Stored data entries:
=-=-=-=-=
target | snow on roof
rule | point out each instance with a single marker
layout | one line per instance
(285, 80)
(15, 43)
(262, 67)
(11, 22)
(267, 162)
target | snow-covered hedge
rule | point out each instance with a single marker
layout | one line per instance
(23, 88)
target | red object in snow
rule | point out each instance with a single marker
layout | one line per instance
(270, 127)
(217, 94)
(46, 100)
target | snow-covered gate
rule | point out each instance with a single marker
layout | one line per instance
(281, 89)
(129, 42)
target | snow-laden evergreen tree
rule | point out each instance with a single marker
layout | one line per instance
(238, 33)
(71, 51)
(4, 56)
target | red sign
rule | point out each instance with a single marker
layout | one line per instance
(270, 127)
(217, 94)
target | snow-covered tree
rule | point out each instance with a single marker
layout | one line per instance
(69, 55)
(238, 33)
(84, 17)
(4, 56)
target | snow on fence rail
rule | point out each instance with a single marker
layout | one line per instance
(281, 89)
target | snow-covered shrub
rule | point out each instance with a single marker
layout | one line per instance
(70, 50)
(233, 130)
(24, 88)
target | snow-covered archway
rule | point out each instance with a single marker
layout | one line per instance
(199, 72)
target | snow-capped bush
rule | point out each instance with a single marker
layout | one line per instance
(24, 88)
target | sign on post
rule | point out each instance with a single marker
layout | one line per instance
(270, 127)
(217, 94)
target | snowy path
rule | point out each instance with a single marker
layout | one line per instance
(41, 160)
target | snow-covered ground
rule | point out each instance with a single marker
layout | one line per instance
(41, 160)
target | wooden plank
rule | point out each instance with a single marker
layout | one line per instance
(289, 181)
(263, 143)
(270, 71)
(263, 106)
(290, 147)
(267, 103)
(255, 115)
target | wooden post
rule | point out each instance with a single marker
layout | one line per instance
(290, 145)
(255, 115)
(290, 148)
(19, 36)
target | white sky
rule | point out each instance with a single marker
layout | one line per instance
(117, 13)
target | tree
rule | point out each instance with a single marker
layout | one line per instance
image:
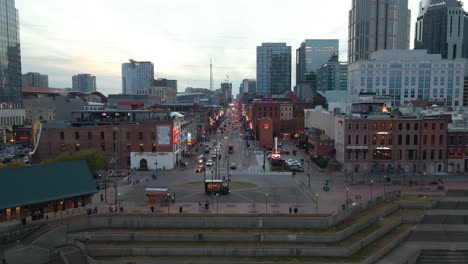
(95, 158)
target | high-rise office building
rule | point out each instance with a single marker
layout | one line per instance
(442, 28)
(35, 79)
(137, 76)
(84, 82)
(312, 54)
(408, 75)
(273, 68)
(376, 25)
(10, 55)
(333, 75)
=-=-=-=-=
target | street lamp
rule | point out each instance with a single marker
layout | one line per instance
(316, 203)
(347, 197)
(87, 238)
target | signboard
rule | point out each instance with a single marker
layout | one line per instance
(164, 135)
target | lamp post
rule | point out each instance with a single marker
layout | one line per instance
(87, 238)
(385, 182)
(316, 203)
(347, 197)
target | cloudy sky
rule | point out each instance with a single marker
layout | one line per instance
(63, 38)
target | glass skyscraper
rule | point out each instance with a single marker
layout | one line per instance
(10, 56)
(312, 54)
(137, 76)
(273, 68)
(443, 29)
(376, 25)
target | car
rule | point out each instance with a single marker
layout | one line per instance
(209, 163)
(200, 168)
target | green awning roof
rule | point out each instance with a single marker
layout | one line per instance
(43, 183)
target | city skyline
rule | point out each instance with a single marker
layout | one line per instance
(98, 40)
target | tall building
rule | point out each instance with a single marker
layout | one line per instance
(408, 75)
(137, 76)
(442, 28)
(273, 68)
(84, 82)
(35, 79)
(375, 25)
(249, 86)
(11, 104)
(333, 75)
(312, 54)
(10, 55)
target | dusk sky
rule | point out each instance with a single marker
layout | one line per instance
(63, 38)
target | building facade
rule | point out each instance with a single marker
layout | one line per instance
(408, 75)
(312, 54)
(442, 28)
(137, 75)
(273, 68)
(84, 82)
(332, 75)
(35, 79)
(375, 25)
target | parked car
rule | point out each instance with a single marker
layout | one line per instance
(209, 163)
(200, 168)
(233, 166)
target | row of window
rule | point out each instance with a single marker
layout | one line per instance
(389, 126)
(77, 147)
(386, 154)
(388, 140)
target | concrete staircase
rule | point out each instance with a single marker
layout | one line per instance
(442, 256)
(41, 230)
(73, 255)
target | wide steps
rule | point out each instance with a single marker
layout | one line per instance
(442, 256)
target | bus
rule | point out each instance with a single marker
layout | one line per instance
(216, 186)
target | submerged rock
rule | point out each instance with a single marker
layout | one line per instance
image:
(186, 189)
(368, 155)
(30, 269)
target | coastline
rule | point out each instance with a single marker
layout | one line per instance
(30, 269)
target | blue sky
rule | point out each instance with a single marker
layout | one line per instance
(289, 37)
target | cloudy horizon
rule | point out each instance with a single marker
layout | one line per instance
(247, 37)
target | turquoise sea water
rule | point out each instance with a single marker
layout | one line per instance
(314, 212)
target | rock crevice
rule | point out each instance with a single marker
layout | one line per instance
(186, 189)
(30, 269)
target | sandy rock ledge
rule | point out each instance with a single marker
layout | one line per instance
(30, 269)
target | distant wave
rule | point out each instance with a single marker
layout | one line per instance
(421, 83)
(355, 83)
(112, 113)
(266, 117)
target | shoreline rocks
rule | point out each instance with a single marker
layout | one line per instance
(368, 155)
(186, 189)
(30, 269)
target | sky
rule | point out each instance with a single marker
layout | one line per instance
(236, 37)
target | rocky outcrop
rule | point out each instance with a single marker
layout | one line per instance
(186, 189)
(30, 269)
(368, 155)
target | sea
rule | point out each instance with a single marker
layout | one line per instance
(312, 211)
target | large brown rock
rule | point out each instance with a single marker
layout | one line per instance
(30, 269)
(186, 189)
=-=-=-=-=
◆ **Assigned task**
After locating the line with "target | green awning roof" above, return that line and every later line through the one with "target | tall building", word for word and with nothing else.

◆ **Completed exercise**
target | green awning roof
rule | point out each instance with a single marker
layout | one line per instance
(43, 183)
target | city skyline
rule | point out each instance with a single marker
layout | one line per instance
(98, 40)
target | tall building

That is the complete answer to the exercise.